_What you are asked to do_
Reproduce the data exactly.

[START Task inputs]

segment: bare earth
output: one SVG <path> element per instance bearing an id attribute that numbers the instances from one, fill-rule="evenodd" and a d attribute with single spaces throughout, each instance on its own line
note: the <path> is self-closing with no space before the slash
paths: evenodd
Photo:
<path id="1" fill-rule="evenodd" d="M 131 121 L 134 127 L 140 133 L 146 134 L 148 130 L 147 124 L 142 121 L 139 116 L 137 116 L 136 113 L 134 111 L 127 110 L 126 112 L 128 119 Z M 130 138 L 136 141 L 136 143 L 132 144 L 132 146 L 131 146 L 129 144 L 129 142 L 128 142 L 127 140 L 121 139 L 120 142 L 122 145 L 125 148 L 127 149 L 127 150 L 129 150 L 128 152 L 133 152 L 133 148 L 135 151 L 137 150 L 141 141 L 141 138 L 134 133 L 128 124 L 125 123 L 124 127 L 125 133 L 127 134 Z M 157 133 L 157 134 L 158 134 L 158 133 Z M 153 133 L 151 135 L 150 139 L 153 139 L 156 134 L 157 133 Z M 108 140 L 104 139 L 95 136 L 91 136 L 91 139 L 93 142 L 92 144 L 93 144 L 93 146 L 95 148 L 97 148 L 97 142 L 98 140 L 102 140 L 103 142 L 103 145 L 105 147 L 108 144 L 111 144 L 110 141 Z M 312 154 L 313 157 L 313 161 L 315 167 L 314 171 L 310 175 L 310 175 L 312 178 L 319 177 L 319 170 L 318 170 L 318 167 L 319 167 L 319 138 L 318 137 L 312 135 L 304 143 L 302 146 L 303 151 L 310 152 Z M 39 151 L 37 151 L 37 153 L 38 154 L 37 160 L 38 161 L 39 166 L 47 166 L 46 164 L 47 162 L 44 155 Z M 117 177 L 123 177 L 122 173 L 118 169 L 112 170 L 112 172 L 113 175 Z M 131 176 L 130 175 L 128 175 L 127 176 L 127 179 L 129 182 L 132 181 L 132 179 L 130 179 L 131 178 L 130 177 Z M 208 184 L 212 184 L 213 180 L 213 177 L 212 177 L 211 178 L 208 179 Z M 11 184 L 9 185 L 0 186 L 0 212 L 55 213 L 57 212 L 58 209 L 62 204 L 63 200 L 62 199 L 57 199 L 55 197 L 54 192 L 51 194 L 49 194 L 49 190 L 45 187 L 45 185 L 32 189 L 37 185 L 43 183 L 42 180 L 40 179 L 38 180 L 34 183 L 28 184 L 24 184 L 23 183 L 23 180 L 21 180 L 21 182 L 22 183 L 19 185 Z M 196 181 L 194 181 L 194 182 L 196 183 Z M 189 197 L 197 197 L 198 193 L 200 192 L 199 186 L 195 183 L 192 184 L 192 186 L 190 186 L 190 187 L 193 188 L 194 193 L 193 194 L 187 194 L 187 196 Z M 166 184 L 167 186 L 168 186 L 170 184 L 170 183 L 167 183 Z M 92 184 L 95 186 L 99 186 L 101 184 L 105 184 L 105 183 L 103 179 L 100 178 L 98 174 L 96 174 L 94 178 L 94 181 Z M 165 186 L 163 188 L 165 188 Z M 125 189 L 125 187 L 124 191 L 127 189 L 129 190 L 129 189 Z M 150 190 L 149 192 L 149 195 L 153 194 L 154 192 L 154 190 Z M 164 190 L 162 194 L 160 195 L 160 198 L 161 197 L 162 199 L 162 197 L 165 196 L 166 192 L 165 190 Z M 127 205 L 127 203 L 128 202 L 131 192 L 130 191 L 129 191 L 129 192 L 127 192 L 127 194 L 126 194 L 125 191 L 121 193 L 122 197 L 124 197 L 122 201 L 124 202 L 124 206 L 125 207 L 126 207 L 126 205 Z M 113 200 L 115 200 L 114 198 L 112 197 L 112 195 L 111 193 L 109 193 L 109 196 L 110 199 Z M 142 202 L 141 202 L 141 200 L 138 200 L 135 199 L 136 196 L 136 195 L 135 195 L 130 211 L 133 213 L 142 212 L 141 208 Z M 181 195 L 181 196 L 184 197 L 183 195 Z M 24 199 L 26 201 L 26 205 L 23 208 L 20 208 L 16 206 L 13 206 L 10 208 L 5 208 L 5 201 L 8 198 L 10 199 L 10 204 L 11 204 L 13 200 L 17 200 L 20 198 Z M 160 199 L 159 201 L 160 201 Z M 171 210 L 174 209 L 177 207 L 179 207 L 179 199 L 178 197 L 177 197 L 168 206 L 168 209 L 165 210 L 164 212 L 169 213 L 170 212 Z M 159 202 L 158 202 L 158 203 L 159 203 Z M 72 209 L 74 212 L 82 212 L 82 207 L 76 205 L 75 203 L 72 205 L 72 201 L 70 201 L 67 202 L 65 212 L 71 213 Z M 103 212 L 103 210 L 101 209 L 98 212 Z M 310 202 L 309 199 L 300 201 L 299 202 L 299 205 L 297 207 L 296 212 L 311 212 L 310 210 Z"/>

[END Task inputs]

_Final answer_
segment: bare earth
output: one SVG <path> element per instance bearing an id attribute that numbers the instances from one, fill-rule="evenodd" and a d attribute with single spaces throughout, each instance on its own line
note: the <path> is self-closing with no space before the slash
paths: evenodd
Photo:
<path id="1" fill-rule="evenodd" d="M 131 121 L 134 127 L 140 133 L 146 134 L 148 130 L 147 124 L 142 121 L 139 116 L 137 116 L 136 113 L 134 111 L 127 110 L 126 112 L 128 119 Z M 130 138 L 136 141 L 136 143 L 132 144 L 132 146 L 131 146 L 129 144 L 129 142 L 128 142 L 127 140 L 121 139 L 120 142 L 122 145 L 125 148 L 127 149 L 127 150 L 129 150 L 128 152 L 133 152 L 133 148 L 135 151 L 137 150 L 141 141 L 141 138 L 134 133 L 128 124 L 125 123 L 124 127 L 125 133 L 127 134 Z M 157 133 L 157 134 L 158 134 L 158 133 Z M 153 133 L 151 135 L 150 139 L 153 139 L 156 134 L 157 133 Z M 108 140 L 104 139 L 95 136 L 91 136 L 91 139 L 93 142 L 92 144 L 93 144 L 93 146 L 95 148 L 97 148 L 97 142 L 98 140 L 102 140 L 103 142 L 103 145 L 105 147 L 108 144 L 111 144 L 110 141 Z M 312 154 L 313 157 L 313 161 L 315 167 L 314 171 L 310 175 L 310 175 L 312 178 L 319 177 L 319 170 L 318 170 L 318 167 L 319 167 L 319 138 L 318 137 L 312 135 L 304 143 L 302 146 L 303 151 L 310 152 Z M 39 151 L 37 151 L 37 153 L 38 154 L 37 160 L 38 161 L 39 166 L 47 166 L 46 164 L 47 162 L 44 155 Z M 117 177 L 123 177 L 122 173 L 118 169 L 112 170 L 112 172 L 113 175 Z M 131 176 L 130 175 L 128 175 L 127 176 L 127 179 L 129 182 L 132 181 L 132 179 L 130 179 L 131 178 L 130 177 Z M 208 184 L 212 184 L 213 180 L 213 177 L 212 177 L 211 178 L 208 179 Z M 11 184 L 9 185 L 0 186 L 0 212 L 55 213 L 57 212 L 58 209 L 62 204 L 63 200 L 62 199 L 57 199 L 55 197 L 54 192 L 51 194 L 49 194 L 49 190 L 45 187 L 45 185 L 32 189 L 37 185 L 43 183 L 42 180 L 40 179 L 38 180 L 34 183 L 28 184 L 24 184 L 23 183 L 23 180 L 21 180 L 21 182 L 22 183 L 19 185 Z M 196 181 L 194 181 L 194 182 L 196 183 Z M 189 197 L 197 197 L 198 193 L 200 192 L 199 186 L 195 183 L 192 184 L 192 186 L 190 186 L 190 187 L 193 188 L 194 193 L 193 194 L 187 194 L 187 196 Z M 166 184 L 167 186 L 168 186 L 170 184 L 170 183 L 167 183 Z M 92 184 L 95 186 L 99 186 L 101 184 L 105 184 L 105 183 L 103 179 L 100 178 L 98 174 L 96 174 L 94 178 L 94 181 Z M 165 186 L 163 188 L 165 188 Z M 125 189 L 125 187 L 124 191 L 127 189 L 129 190 L 129 189 Z M 150 190 L 149 192 L 149 195 L 153 194 L 154 192 L 154 190 Z M 164 190 L 162 194 L 160 195 L 160 198 L 161 197 L 162 199 L 162 197 L 165 196 L 166 192 L 165 190 Z M 127 205 L 127 203 L 128 202 L 131 192 L 130 191 L 129 191 L 129 192 L 127 192 L 127 194 L 126 194 L 125 191 L 121 193 L 122 197 L 124 197 L 122 201 L 124 202 L 124 206 L 125 207 L 126 207 L 126 205 Z M 113 200 L 115 200 L 114 198 L 112 197 L 112 195 L 111 193 L 109 193 L 109 196 L 110 199 Z M 142 202 L 141 202 L 141 200 L 138 200 L 135 199 L 136 196 L 136 195 L 135 195 L 130 211 L 133 213 L 142 212 L 141 208 Z M 181 195 L 181 196 L 184 197 L 183 195 Z M 24 199 L 26 201 L 26 205 L 23 208 L 20 208 L 16 206 L 13 206 L 10 208 L 5 208 L 5 201 L 8 198 L 10 199 L 10 204 L 11 204 L 13 200 L 17 200 L 20 198 Z M 160 199 L 159 201 L 160 201 Z M 171 210 L 174 209 L 177 207 L 179 207 L 179 199 L 178 197 L 177 197 L 168 206 L 168 209 L 165 210 L 164 212 L 169 213 L 170 212 Z M 159 202 L 158 202 L 158 203 L 159 203 Z M 72 209 L 74 212 L 82 212 L 82 207 L 76 205 L 75 203 L 72 205 L 72 201 L 70 201 L 67 202 L 65 212 L 71 213 Z M 103 212 L 103 210 L 101 209 L 98 212 Z M 310 202 L 309 199 L 300 201 L 299 202 L 299 205 L 297 207 L 296 212 L 311 212 L 310 210 Z"/>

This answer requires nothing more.